[Solved] Help running wavelet transform c code in Arduino Uno board

Hello.

This is the first time I post something in this forum.
This is my situation: I’m trying to use wavemin library developed by Rafat Hussain to perform wavelet transform in Arduino. I successfully checked the test codes provided by Rafat in Code::Blocks and also on the Arduino Mega. The problem is that it doesn’t run on Arduino Uno. The result when I run in Arduino Mega is as espected, but the excecution of the code suddenly stops when it’s running on Arduino Uno and I don’t know why.

Initially, I tried to use the wavelib library also written by Rafat, but the test code was too big to run in arduino Uno so I switched to wavemin. Both test codes (from both libraries) work in Code::Blocks and (after some changes to replace the input vector with a simple 0,1,2,3…255 test vector) they work on the Arduino Mega also.

This is my code (almost the same you’ll find in Rafat’s test codes):

#include <string.h>
#include <math.h>
#include "wavemin.h"

double absmax(double *array, int N) {
  double max;
  int i;

  max = 0.0;
  for (i = 0; i < N; ++i) {
    if (fabs(array[i]) >= max) {
        max = fabs(array[i]);
    }
  }

  return max;
}

int main(void) {
  init();
  Serial.begin(9600);
  wave_object obj;
  wt_object wt;
  double *inp,*out,*diff;
  int N, i,J;

  char *name = "db4";
  obj = wave_init(name);// Initialize the wavelet
  N =256;

  inp = (double*)malloc(sizeof(double)* N);
  out = (double*)malloc(sizeof(double)* N);
  diff = (double*)malloc(sizeof(double)* N);
  //wmean = mean(temp, N);

  for (i = 0; i < N; ++i) {
    inp[i] = (double)i;
    Serial.println(inp[i]);
  }
  J = 3;

  wt = wt_init(obj, "dwt", N, J);// Initialize the wavelet transform object
  setDWTExtension(wt, "sym");// Options are "per" and "sym". Symmetric is the default option
  setWTConv(wt, "direct");
  
  dwt(wt, inp);// Perform DWT
  //DWT output can be accessed using wt->output vector. Use wt_summary to find out how to extract appx and detail coefficients
  
    for (i = 0; i < wt->outlength; ++i) {
    Serial.println(wt->output[i]);
  }
  idwt(wt, out);// Perform IDWT (if needed)

Actions to take:
1. According to the forum post about running a wavelet transform on the Arduino Uno, why did the poster switch from the wavelib library to wavemin?
2. From the forum post about running a wavelet transform on the Arduino Uno, extract the stretch from "This is my situation: I’m" through "don’t know why.".
3. Write what comes next in the forum post about running a wavelet transform on the Arduino Uno, picking up from its last line.
The records come from a separate source unrelated to the forum post.

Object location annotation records
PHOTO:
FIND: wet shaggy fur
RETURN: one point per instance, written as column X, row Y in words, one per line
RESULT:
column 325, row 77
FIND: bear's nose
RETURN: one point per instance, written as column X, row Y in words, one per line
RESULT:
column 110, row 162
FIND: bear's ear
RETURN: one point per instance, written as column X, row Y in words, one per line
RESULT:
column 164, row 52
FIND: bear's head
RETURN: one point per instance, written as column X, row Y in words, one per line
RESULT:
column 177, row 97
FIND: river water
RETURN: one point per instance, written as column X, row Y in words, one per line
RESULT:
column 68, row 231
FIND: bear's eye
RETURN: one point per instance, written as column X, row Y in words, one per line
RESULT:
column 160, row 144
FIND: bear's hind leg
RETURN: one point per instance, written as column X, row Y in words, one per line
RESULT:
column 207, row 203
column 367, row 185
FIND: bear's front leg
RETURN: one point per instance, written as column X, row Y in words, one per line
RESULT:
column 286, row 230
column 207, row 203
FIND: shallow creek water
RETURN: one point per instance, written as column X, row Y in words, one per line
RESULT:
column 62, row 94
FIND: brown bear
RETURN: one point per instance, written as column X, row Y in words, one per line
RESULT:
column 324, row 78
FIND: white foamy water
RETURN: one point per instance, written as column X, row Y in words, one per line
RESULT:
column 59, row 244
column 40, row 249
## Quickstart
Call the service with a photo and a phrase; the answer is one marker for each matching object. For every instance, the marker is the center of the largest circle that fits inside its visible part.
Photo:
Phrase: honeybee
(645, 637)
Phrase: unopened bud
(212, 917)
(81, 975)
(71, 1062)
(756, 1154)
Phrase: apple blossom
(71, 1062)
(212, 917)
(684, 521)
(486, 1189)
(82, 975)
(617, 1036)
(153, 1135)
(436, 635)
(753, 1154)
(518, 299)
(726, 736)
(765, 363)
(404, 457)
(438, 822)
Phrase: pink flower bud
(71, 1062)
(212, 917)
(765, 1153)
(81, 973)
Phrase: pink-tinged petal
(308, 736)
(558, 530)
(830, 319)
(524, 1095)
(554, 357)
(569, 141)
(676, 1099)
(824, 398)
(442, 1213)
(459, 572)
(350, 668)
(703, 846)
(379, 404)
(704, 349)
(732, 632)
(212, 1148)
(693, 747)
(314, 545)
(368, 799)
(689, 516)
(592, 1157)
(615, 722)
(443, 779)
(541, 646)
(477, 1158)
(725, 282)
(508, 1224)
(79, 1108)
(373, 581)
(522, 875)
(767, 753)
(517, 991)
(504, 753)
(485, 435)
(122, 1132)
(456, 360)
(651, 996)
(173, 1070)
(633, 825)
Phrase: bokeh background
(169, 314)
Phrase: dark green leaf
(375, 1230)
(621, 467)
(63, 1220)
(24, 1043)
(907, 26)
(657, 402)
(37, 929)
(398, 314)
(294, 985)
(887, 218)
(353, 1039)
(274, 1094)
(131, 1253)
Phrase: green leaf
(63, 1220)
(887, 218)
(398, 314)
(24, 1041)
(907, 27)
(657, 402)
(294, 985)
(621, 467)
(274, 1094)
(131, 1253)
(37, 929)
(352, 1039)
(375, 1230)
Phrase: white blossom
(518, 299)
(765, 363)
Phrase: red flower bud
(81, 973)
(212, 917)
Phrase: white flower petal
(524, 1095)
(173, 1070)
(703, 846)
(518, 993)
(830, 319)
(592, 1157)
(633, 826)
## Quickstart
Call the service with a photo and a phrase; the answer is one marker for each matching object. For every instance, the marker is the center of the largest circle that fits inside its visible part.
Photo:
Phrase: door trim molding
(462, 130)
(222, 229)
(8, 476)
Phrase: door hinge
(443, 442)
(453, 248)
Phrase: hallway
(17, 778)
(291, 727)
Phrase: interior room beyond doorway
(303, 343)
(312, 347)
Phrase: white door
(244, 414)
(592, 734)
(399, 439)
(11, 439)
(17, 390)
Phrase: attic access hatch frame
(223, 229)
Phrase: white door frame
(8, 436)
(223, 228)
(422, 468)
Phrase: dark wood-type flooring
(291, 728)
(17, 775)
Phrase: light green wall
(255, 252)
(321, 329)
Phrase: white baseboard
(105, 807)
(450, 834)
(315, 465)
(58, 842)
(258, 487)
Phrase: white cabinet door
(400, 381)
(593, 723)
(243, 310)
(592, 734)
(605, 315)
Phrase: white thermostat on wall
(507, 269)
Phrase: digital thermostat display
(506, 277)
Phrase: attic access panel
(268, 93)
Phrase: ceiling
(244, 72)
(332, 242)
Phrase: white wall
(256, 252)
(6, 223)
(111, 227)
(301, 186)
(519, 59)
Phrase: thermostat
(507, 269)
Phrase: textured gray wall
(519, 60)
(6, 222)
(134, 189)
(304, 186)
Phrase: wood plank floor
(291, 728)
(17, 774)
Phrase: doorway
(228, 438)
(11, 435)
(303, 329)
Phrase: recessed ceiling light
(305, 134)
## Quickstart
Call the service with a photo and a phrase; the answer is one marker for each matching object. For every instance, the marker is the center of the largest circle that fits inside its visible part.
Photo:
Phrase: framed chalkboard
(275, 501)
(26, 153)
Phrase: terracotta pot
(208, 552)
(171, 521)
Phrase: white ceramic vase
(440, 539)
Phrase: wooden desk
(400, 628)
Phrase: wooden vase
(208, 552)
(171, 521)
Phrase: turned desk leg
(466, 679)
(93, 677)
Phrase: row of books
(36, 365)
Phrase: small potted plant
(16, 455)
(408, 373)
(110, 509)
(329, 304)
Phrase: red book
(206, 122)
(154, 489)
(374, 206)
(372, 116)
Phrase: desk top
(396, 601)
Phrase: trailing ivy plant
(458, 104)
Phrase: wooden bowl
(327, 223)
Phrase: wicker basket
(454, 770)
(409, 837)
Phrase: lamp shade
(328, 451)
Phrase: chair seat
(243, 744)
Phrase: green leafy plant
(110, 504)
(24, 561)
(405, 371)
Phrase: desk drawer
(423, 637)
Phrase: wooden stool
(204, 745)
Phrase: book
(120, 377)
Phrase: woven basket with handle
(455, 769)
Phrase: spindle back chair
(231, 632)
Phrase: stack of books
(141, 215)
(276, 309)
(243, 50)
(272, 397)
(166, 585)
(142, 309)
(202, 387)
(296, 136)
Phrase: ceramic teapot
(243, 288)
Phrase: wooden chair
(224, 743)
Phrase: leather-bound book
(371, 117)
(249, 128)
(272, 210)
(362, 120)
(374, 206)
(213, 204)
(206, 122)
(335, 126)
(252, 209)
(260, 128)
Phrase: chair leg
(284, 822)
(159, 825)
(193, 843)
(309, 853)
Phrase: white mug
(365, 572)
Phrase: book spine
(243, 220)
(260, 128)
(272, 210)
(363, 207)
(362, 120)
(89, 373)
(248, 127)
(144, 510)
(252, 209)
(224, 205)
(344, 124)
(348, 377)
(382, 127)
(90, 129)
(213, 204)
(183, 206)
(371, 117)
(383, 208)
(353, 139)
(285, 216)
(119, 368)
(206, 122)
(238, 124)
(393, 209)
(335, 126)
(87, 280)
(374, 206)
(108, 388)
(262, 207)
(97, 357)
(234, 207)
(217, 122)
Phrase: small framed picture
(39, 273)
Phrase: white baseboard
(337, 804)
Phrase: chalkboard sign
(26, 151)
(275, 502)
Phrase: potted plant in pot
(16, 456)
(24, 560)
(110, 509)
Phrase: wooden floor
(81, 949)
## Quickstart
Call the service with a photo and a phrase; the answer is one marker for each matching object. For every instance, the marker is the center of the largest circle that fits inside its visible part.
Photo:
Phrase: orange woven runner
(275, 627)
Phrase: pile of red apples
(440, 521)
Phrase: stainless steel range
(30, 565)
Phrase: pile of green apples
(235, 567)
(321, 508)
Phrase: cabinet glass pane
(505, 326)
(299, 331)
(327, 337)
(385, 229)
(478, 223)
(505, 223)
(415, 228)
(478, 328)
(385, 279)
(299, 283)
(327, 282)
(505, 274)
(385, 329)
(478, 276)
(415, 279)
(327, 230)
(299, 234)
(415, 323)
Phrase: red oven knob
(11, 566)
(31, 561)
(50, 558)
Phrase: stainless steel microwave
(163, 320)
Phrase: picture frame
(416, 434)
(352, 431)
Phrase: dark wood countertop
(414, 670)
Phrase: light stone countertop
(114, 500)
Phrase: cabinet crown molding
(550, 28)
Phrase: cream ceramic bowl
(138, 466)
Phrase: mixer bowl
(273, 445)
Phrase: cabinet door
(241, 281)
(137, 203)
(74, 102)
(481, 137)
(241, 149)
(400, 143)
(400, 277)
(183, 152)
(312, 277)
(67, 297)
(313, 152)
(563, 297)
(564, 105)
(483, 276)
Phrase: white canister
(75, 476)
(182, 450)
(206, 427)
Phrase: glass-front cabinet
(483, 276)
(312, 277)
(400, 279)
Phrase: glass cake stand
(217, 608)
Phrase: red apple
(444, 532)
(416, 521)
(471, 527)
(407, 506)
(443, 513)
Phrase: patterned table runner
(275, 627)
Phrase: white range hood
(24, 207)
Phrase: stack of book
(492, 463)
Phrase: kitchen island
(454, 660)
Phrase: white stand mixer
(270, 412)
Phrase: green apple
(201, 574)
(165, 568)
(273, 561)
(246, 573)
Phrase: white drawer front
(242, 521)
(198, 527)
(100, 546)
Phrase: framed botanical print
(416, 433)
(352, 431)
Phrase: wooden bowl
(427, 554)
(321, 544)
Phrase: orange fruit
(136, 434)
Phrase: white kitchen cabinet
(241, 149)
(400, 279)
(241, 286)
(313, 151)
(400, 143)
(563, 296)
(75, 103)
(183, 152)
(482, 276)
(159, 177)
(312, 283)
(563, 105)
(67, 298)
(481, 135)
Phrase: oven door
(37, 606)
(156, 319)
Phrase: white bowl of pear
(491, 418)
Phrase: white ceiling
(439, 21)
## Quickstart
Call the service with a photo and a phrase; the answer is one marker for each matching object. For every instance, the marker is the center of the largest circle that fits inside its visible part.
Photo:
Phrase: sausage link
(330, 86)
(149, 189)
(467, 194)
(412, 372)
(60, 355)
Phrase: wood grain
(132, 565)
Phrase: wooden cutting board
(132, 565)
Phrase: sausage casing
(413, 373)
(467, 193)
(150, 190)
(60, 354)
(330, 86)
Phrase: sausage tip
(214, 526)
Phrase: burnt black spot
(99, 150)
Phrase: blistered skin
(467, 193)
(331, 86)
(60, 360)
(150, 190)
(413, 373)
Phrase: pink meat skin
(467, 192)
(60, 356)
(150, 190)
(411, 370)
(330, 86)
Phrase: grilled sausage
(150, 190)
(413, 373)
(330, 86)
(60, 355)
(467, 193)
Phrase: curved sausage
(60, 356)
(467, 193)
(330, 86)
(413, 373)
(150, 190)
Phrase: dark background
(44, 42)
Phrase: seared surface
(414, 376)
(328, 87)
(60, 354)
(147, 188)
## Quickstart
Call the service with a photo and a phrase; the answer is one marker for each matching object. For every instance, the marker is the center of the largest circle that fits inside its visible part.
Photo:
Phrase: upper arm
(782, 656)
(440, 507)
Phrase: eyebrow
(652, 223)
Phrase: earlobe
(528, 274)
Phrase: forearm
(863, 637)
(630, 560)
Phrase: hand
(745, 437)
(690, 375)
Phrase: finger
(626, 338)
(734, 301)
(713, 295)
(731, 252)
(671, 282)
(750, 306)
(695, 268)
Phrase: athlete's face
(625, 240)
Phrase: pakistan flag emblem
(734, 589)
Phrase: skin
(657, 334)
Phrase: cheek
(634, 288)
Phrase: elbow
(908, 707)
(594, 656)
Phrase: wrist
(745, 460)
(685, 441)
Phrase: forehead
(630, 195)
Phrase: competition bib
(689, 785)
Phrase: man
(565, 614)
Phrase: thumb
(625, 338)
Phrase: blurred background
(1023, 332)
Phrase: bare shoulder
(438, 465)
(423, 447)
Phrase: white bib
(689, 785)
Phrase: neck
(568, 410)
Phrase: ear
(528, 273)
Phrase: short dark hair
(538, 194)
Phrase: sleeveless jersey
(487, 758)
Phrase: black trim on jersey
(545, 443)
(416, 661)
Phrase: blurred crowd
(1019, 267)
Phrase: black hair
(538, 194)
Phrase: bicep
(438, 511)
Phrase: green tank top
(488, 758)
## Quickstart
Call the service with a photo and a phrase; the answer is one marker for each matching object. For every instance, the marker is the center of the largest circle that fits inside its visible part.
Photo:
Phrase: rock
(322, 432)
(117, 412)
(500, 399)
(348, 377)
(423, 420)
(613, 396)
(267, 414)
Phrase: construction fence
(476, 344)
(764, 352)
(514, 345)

Responses:
1. The wavelib test code was too big to run on the Arduino Uno.

2.
This is my situation: I’m trying to use wavemin library developed by Rafat Hussain to perform wavelet transform in Arduino. I successfully checked the test codes provided by Rafat in Code::Blocks and also on the Arduino Mega. The problem is that it doesn’t run on Arduino Uno. The result when I run in Arduino Mega is as espected, but the excecution of the code suddenly stops when it’s running on Arduino Uno and I don’t know why.

3.
  // Test Reconstruction
  for (i = 0; i < wt->siglength; ++i) {
    diff[i] = out[i] - inp[i];
  }
  
  Serial.println(absmax(diff, wt->siglength)); // If Reconstruction succeeded then the output should be a small value.
  Serial.print("FIN");
  delay(100);
  return 0;
}

Rafat’s wavelib

Rafat’s wavemin

Sorry for my English.
Please tell me what’s wrong.

Thank’s in advance for your time and help.

When N=256 you aren't going to cram those arrays into an UNO.

  N =256;

  inp = (double*)malloc(sizeof(double)* N);
  out = (double*)malloc(sizeof(double)* N);
  diff = (double*)malloc(sizeof(double)* N);

On the UNO (and Mega) double is the same as float which is four bytes. inp is 1kB out is 1kB diff is 1kB. There's 3kB right there and an UNO only has 2kB.

Pete

Thank you for your answer el_supremo. I see what you say, but I tried taking out the out and diff and the wt related lines and it doesn’t even show me the entire input vector. It stops 10 iterations before the loop finishes. When I had 256 the serial output was: 0.00,1.00,2.00…247.00,2 and stopped showing. The modified code (below) shows:0.00,1.00,2.00…10.00 and it also stops.

modified test code:

#include <string.h>
#include <math.h>
//#include "wavemin.h"

double absmax(double *array, int N) {
  double max;
  int i;

  max = 0.0;
  for (i = 0; i < N; ++i) {
    if (fabs(array[i]) >= max) {
        max = fabs(array[i]);
    }
  }

  return max;
}

int main(void) {
  init();
  Serial.begin(9600);
  double *inp;
  int N, i,J;

  N =20;

  inp = (double*)malloc(sizeof(double)* N);
  //wmean = mean(temp, N);

  for (i = 0; i < N; ++i) {
    inp[i] = (double)i;
    Serial.println(inp[i]);
  }
  J = 3;

 
  return 0;
}

I stared at that for a while...

What happens when you return from main? I think that ends the program (does it restart? die in a corner?) I've never overridden main, just used setup()/loop()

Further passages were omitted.